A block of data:
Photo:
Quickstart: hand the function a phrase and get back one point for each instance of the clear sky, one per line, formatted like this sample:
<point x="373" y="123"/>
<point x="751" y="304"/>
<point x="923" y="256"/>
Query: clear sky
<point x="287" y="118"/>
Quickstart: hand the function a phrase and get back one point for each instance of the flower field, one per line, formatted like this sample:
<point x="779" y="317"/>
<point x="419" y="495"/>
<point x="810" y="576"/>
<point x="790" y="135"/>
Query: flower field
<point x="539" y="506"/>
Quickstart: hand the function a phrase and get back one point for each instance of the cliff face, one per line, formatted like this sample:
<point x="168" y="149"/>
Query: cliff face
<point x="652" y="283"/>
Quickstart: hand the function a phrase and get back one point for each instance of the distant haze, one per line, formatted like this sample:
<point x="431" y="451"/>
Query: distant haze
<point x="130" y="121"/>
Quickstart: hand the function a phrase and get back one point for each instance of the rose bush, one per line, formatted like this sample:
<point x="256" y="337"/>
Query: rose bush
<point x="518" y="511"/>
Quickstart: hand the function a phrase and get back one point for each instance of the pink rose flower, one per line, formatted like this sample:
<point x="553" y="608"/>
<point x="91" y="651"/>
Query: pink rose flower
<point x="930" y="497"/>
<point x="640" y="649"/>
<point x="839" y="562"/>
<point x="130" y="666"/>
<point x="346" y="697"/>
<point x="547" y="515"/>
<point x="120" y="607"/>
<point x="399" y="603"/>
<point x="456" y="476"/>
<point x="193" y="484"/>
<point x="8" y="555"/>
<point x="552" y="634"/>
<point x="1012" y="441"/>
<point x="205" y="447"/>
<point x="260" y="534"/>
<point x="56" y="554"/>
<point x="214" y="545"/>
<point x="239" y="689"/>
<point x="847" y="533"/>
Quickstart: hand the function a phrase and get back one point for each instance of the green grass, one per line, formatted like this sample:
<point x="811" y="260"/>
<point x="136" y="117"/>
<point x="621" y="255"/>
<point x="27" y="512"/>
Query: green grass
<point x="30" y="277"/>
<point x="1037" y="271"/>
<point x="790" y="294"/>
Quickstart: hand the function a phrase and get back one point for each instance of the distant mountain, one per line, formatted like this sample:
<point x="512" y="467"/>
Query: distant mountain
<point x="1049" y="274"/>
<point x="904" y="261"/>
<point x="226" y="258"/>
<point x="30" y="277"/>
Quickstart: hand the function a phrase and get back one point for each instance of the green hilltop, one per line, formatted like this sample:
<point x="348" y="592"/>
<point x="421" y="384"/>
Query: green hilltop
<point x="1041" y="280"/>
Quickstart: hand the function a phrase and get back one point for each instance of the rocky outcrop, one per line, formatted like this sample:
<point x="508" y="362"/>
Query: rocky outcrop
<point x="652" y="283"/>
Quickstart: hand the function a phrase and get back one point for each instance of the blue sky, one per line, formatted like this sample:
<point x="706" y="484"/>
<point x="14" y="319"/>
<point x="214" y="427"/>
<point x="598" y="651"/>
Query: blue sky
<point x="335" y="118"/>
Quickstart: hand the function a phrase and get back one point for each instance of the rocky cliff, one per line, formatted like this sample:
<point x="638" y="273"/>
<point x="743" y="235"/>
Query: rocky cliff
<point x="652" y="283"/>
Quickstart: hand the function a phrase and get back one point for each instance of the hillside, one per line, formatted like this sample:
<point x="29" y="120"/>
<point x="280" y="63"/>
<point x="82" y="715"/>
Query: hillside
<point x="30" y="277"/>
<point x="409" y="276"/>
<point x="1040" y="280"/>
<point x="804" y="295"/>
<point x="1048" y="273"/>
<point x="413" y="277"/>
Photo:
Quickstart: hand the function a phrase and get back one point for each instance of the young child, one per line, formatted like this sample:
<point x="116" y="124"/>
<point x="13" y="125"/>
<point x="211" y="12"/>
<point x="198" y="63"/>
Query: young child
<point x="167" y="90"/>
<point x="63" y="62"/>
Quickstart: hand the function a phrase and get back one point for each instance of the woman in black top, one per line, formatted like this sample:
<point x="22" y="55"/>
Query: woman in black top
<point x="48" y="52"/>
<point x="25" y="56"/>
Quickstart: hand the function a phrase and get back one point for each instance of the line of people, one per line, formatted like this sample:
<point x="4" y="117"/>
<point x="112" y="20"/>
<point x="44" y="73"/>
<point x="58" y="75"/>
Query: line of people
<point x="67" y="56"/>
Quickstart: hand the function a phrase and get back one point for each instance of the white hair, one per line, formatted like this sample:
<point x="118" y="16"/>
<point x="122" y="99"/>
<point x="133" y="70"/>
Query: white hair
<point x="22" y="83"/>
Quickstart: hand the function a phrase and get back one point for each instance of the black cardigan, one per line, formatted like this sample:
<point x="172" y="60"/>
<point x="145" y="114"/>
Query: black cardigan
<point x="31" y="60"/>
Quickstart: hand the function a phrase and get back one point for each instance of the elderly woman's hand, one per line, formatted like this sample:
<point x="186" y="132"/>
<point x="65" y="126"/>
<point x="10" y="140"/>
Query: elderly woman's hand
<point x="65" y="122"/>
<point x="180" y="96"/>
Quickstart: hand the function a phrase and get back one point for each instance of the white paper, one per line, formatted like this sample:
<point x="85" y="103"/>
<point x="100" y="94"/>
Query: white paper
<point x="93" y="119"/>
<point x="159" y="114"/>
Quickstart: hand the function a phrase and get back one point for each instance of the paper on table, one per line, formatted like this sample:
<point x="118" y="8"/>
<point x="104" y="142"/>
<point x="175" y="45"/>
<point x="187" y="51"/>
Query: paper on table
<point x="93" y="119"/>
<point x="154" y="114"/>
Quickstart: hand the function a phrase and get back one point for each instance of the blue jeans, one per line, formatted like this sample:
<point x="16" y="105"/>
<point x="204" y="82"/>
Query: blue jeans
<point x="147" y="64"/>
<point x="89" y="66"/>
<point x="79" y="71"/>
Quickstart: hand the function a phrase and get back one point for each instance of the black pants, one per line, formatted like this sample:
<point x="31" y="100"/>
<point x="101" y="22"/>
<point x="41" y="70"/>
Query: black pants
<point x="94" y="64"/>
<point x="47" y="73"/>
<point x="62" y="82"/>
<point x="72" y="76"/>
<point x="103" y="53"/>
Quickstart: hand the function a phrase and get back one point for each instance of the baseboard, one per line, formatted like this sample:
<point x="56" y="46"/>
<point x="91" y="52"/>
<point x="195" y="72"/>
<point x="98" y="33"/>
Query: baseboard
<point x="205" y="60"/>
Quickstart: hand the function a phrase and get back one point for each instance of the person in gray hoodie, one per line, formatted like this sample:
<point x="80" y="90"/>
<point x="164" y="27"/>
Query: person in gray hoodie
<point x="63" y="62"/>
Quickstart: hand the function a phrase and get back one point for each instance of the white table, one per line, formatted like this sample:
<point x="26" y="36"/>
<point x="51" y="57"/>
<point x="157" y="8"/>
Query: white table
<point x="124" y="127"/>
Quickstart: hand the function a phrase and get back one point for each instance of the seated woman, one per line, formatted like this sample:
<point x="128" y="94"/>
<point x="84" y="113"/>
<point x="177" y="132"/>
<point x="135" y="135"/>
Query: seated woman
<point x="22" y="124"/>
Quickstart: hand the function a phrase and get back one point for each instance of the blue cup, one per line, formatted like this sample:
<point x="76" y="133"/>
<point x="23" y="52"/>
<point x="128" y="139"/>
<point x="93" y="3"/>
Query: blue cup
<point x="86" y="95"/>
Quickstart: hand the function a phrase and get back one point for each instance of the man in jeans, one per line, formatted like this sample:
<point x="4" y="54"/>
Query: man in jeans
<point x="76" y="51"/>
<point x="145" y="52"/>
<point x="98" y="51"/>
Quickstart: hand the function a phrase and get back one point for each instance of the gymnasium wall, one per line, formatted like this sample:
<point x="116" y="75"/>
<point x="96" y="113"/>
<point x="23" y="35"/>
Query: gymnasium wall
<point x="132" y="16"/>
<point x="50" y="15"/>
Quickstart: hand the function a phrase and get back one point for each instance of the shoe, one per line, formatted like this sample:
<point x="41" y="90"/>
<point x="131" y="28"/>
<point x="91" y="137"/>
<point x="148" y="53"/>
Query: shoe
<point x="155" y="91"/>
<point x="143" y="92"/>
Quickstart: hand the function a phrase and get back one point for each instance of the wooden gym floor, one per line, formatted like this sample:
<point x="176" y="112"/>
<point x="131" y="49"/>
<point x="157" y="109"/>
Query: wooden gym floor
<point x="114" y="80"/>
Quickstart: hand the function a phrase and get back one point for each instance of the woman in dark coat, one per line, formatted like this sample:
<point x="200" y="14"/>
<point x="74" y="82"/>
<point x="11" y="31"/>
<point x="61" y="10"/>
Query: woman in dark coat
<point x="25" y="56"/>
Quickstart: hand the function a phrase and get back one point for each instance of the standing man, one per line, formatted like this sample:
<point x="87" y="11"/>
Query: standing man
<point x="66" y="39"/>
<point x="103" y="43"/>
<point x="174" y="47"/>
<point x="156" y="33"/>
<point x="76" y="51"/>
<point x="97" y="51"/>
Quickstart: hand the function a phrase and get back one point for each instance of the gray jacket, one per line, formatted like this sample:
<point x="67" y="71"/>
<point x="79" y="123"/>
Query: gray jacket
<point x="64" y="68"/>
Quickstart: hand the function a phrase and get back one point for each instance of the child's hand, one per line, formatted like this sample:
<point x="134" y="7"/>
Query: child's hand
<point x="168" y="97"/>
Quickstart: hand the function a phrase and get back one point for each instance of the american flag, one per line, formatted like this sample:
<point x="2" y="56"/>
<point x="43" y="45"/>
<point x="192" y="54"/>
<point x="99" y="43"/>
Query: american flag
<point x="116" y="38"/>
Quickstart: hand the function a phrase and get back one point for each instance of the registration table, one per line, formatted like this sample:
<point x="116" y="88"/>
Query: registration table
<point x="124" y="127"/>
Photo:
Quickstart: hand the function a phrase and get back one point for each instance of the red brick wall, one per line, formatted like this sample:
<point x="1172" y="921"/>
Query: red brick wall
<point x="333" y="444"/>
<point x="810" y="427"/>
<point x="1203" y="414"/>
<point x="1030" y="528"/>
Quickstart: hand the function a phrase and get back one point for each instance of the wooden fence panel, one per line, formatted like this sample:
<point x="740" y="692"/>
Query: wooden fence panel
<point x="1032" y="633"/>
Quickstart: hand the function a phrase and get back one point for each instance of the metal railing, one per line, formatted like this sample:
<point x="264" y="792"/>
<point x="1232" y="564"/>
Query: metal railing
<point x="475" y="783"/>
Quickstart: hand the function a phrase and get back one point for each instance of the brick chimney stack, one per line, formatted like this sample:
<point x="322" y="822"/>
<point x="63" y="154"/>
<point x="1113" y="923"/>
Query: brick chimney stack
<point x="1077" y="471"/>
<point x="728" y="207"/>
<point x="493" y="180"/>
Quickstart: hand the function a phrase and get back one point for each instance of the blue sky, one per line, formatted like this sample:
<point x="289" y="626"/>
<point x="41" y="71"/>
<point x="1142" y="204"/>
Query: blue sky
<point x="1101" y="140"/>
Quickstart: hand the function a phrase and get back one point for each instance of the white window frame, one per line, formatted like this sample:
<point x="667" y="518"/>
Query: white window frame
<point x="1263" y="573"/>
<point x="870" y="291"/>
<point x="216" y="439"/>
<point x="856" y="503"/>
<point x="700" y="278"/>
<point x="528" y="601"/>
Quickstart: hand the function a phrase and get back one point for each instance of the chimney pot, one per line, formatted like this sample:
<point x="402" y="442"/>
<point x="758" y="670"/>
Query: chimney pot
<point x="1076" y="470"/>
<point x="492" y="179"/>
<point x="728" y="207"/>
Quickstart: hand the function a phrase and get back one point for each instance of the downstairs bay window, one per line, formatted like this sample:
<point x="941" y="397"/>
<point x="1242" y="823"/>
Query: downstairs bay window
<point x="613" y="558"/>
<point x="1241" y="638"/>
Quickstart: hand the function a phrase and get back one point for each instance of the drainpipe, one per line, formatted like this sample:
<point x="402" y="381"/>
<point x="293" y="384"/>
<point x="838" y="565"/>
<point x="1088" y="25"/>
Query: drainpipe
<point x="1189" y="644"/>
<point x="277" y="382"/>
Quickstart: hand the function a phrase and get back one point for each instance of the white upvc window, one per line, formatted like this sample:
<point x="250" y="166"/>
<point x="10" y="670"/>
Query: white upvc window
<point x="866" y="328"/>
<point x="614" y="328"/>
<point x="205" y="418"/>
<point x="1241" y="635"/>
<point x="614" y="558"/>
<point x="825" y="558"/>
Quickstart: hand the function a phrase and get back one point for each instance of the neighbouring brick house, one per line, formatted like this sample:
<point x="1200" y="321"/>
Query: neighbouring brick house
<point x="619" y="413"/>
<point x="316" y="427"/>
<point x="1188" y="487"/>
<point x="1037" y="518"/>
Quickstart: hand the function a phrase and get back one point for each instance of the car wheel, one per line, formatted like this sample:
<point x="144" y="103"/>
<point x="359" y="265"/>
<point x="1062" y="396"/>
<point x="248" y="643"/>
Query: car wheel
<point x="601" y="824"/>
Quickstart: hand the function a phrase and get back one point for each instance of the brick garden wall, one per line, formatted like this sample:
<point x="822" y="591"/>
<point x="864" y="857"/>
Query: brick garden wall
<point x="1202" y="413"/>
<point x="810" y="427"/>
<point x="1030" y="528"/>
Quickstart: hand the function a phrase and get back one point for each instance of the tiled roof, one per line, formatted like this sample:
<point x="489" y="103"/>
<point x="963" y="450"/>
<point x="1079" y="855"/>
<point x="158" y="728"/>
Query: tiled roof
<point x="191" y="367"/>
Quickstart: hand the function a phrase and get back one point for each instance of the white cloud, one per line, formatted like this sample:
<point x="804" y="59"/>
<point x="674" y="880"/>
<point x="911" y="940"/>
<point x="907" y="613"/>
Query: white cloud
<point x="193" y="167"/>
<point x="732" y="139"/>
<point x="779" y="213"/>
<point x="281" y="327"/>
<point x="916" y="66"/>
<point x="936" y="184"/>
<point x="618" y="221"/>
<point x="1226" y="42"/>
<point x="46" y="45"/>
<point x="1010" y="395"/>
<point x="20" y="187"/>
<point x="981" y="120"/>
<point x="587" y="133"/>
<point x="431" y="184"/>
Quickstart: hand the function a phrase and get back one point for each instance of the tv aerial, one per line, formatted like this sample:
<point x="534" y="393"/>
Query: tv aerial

What you are asked to do
Copy the lines of the records above verbatim, from the line containing "white cloud, one" through the end of the records, including both ends.

Result
Quickstart: hand the function a phrase and get back one point for each instance of the white cloud, one per line, formatted like this sample:
<point x="804" y="59"/>
<point x="674" y="880"/>
<point x="911" y="940"/>
<point x="907" y="613"/>
Query: white cloud
<point x="193" y="167"/>
<point x="732" y="139"/>
<point x="779" y="213"/>
<point x="281" y="327"/>
<point x="916" y="66"/>
<point x="936" y="184"/>
<point x="618" y="221"/>
<point x="1226" y="42"/>
<point x="46" y="45"/>
<point x="1010" y="395"/>
<point x="20" y="187"/>
<point x="981" y="120"/>
<point x="587" y="133"/>
<point x="431" y="184"/>
Quickstart: hand the function a phrase and get back one point for each instance of the tv aerial, one per line, formatted like this sample:
<point x="534" y="393"/>
Query: tv aerial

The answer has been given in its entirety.